# PAGE TEXT
** Start **

Coming on Saturday 3/4/17? Register and get details of the rooms here: https://www.eventbrite.com/e/open-data-day-portland-tickets-31370043645
Volunteers! Welcome and thank you for spending your time with us.
Tools reguired: A laptop, curiosity, and a GitHub account. If you have never used GitHub - welcome! We will talk beginners through setting up GitHub accounts and the use of the platform. See our Contributing Guide for more information.
This event is a volunteer effort to contribute to data back up efforts. By attending you agree to our Code of Conduct which we will enforce.
To chat after this event, join the Science Hack PDX Slack: https://sciencepdxslackin.herokuapp.com/
Here is the workflow you will be following:
- Adopt a dataset from the
datarefuge-json
in this GitHub repo folder that nobody else has claimed yet - Claim your issue/dataset in this spreadsheet.
- Research your dataset to improve standard JSON formatted metadata using a local text file.
- Document your dataset by creating an issue in this repository and using our issue template to add the JSON metadata you improved.
- Verify metadata from two other contributors.
- Repeat!
There is curently no centralized storage and access system for scientific research datasets. Scientific data is scattered across the internet, where it may be deposited on hard to find servers without meaningful documentation to explain what the data is, who created it, the context in which it was created, and how it should be discovered and used by other researchers.
Throughout the DataRefuge community, many parallel efforts are working to ensure that important datasets are discovered, nominated for archiving, and safely backed up. However, many of the datasets in the archiving queue do not have machine the readable, standard metadata critical to the archiving process.
We've aggregated all the metadata that has been rescued and published at DataRefuge.org and placed the metadata in the folder datarefuge-json
. These are files created by the volunteer who backed up the data to DataRefuge in "bags", but we need to help them improve their metadata!

** End **

# INSTRUCTION 1
Reproduce the records word for word, starting at their first line and stopping after the line that contains "(1043, 281)".
The text and the records have no connection to each other.

# INFORMATION SUPPLIED
** Start **

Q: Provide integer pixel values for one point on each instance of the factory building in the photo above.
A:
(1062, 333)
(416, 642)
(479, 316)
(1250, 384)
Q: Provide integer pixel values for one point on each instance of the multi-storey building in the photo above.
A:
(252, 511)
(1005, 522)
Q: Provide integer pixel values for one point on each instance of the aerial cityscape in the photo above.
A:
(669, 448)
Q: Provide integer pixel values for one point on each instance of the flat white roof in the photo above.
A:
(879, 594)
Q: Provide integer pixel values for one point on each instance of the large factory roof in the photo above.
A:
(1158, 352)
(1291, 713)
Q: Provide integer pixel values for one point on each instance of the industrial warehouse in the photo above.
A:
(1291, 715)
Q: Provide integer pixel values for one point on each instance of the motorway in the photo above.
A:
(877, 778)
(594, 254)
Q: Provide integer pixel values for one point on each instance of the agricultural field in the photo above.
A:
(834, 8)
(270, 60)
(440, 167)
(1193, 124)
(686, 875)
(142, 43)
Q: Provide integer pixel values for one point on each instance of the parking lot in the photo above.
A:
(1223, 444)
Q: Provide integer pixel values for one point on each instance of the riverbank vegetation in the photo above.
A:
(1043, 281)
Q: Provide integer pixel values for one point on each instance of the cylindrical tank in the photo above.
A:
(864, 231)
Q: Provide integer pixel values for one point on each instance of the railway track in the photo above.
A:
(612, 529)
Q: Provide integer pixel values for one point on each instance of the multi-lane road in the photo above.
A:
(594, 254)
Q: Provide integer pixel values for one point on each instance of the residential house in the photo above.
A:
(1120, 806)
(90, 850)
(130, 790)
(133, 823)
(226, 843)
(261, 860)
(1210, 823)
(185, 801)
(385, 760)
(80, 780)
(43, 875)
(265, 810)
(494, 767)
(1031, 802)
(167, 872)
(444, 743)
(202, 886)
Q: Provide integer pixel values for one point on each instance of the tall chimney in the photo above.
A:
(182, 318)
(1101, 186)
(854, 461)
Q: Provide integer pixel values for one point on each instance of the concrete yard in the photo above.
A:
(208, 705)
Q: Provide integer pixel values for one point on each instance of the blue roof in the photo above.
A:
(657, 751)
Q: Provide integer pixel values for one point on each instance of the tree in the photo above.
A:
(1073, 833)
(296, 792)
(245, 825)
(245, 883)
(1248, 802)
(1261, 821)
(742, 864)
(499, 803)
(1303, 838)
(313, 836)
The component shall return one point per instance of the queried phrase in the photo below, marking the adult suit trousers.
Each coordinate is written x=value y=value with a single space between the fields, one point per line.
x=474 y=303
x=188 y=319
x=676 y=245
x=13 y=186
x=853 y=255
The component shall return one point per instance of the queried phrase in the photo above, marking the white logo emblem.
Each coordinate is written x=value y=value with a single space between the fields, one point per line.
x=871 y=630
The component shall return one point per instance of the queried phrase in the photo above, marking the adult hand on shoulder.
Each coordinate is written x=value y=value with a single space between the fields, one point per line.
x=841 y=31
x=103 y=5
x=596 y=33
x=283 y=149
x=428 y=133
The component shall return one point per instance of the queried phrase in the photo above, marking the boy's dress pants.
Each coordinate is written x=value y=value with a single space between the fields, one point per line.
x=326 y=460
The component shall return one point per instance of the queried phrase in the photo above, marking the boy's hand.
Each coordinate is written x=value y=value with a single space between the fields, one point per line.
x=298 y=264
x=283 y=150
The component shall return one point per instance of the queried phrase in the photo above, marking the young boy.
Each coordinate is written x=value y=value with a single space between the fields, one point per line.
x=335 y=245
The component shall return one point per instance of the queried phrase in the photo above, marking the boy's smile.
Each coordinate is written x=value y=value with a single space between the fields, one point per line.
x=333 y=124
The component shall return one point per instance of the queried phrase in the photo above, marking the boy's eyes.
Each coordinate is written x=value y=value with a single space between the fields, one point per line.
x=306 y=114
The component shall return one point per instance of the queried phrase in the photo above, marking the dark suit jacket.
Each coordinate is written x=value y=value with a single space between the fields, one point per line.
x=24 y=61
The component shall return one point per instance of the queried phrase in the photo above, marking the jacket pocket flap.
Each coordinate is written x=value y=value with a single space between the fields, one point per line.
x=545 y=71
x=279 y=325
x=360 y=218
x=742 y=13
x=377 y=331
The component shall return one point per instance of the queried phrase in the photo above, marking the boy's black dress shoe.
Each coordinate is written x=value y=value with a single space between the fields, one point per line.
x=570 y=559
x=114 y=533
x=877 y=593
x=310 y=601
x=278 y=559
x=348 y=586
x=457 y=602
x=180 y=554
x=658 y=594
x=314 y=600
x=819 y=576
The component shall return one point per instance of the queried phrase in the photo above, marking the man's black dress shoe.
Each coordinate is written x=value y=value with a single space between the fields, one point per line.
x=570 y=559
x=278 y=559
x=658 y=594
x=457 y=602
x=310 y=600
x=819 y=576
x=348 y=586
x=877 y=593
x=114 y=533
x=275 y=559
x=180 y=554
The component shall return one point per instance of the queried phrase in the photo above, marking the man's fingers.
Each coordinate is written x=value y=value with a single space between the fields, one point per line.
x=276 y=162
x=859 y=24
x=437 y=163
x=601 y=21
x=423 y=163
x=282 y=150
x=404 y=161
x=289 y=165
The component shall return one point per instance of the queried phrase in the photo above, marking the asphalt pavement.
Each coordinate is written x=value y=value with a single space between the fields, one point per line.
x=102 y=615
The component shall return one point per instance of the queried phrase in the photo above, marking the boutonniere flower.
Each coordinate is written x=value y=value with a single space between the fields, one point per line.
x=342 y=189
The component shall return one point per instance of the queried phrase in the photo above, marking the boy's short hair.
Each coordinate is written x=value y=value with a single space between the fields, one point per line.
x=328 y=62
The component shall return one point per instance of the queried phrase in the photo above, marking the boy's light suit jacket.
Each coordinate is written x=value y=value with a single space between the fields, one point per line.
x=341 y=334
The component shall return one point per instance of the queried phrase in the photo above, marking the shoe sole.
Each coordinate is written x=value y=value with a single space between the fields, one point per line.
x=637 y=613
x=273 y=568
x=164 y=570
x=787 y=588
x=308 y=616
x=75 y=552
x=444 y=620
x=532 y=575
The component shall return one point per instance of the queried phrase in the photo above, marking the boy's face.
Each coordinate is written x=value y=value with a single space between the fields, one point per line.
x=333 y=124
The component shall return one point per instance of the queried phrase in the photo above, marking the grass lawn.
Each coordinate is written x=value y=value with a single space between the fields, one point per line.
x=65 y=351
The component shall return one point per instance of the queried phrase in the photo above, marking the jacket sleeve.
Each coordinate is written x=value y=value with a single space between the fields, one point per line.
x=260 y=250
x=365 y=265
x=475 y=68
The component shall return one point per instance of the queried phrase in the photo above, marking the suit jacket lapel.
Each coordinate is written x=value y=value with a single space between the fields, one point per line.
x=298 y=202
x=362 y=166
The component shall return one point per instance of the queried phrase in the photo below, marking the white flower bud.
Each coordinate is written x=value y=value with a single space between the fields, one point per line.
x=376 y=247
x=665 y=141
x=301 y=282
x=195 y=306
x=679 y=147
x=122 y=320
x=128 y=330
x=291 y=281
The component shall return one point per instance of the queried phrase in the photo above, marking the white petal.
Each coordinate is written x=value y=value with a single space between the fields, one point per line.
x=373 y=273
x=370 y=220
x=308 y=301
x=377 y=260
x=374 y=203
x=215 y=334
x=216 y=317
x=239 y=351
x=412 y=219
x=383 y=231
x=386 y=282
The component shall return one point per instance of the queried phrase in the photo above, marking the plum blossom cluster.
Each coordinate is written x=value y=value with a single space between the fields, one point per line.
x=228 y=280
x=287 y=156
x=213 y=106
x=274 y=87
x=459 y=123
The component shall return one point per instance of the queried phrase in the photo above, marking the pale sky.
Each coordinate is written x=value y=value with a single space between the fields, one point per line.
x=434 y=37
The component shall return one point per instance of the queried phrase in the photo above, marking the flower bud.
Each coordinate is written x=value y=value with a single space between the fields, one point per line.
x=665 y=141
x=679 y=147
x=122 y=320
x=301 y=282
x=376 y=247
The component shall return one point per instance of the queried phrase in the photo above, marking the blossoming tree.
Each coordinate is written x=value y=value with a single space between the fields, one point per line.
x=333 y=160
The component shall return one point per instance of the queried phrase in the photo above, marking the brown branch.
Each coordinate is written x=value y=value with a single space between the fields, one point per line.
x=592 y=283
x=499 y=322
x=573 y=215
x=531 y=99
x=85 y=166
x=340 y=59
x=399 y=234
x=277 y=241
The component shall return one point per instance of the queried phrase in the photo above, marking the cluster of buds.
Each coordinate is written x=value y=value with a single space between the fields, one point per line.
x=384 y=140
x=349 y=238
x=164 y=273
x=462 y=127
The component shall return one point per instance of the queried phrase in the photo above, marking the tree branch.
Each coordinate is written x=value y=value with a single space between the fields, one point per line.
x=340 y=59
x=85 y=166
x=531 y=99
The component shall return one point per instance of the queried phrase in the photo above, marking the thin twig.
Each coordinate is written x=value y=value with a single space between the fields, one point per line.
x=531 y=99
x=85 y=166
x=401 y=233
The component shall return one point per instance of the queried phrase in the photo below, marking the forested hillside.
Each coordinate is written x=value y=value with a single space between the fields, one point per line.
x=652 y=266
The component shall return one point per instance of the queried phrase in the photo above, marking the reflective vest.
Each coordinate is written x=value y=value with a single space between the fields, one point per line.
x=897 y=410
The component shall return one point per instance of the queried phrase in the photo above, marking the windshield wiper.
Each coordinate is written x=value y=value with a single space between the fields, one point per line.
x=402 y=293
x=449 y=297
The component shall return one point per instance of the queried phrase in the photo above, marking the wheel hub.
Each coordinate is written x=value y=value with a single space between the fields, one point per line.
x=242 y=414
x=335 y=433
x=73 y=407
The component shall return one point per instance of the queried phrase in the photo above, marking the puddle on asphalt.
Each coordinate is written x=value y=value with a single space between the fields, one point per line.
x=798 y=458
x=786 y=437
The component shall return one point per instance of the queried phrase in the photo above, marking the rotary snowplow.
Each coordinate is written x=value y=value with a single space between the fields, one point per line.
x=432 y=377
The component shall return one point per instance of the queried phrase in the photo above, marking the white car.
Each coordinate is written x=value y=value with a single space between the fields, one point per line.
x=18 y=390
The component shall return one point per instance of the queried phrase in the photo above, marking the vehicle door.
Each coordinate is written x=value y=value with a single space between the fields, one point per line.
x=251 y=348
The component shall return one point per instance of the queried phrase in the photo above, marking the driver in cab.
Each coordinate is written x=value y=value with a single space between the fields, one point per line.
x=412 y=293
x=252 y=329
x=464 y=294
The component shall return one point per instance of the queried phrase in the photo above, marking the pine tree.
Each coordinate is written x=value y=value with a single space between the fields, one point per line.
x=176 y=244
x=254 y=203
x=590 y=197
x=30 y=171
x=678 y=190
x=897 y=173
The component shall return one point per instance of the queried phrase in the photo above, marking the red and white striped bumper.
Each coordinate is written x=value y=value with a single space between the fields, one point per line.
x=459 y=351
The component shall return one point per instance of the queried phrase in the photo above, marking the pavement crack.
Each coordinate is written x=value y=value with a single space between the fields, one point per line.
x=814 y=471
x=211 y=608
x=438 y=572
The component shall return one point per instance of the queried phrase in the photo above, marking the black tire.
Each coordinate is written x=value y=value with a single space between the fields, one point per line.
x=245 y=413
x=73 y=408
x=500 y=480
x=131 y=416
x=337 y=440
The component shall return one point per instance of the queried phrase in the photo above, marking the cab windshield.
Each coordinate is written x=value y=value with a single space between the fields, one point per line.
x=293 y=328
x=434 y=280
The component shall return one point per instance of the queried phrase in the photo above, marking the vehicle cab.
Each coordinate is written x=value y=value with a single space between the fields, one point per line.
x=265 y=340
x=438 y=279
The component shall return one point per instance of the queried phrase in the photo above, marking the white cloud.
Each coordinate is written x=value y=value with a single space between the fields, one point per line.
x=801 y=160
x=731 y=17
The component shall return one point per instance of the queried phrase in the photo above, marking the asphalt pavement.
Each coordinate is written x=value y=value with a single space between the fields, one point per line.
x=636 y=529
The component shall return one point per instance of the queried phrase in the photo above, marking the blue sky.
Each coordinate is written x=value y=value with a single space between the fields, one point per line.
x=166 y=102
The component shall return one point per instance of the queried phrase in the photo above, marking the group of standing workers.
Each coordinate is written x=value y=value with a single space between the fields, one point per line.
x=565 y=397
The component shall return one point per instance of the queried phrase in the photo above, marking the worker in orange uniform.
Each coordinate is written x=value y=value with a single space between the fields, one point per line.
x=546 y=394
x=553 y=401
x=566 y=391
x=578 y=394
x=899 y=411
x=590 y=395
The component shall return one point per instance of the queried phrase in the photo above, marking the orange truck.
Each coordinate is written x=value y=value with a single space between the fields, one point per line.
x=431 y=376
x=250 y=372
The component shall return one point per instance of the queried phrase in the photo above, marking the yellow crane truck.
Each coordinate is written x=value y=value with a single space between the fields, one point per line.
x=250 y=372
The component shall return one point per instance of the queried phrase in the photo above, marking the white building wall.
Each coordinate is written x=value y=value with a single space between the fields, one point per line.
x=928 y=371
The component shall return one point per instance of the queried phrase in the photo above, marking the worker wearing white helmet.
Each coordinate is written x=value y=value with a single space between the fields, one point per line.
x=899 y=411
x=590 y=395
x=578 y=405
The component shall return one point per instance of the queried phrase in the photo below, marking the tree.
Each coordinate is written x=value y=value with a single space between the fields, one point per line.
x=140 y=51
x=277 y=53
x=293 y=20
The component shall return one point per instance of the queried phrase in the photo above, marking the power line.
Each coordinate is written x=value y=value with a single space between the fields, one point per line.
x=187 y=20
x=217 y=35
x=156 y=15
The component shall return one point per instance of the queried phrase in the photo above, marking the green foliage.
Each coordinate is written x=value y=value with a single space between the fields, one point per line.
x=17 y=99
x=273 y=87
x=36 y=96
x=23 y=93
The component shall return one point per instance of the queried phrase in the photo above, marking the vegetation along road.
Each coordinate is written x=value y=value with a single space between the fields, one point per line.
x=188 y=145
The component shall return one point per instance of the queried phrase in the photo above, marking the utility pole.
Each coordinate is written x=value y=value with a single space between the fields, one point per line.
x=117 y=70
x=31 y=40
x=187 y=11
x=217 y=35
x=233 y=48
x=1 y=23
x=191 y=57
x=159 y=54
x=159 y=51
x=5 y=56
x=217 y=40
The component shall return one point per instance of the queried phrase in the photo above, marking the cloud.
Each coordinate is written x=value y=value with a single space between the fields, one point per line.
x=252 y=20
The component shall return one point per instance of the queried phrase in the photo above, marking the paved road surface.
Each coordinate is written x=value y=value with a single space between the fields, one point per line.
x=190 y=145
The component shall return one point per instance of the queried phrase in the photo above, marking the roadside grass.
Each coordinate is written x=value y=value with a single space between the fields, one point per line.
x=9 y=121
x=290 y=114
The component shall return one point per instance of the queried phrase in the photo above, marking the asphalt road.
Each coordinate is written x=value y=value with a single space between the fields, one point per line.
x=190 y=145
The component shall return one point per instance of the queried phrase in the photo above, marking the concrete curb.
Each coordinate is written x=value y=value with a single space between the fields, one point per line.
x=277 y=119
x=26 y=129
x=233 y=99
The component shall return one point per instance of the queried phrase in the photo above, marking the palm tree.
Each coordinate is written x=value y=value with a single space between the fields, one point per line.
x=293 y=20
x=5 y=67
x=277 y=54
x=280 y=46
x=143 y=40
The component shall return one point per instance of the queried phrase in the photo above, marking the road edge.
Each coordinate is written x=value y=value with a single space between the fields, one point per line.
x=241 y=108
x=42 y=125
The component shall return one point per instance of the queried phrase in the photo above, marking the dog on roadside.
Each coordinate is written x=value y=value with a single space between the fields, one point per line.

** End **

# INSTRUCTION 2
Summarize the event page in two sentences.

# TASK RESPONSE 1
Q: Provide integer pixel values for one point on each instance of the factory building in the photo above.
A:
(1062, 333)
(416, 642)
(479, 316)
(1250, 384)
Q: Provide integer pixel values for one point on each instance of the multi-storey building in the photo above.
A:
(252, 511)
(1005, 522)
Q: Provide integer pixel values for one point on each instance of the aerial cityscape in the photo above.
A:
(669, 448)
Q: Provide integer pixel values for one point on each instance of the flat white roof in the photo above.
A:
(879, 594)
Q: Provide integer pixel values for one point on each instance of the large factory roof in the photo above.
A:
(1158, 352)
(1291, 713)
Q: Provide integer pixel values for one point on each instance of the industrial warehouse in the photo above.
A:
(1291, 715)
Q: Provide integer pixel values for one point on each instance of the motorway in the photo above.
A:
(877, 778)
(594, 254)
Q: Provide integer pixel values for one point on each instance of the agricultural field in the photo above.
A:
(834, 8)
(270, 60)
(440, 167)
(1193, 124)
(686, 875)
(142, 43)
Q: Provide integer pixel values for one point on each instance of the parking lot in the photo above.
A:
(1223, 444)
Q: Provide integer pixel values for one point on each instance of the riverbank vegetation in the photo above.
A:
(1043, 281)

# TASK RESPONSE 2
The page invites volunteers to a Saturday event that contributes to data backup efforts, asking them to bring a laptop, curiosity, and a GitHub account, with beginners guided through GitHub setup. Participants adopt an unclaimed dataset from the datarefuge-json folder, improve its JSON metadata, document it in an issue, and verify the metadata of two other contributors, since many datasets in the archiving queue lack the machine-readable, standard metadata critical to archiving.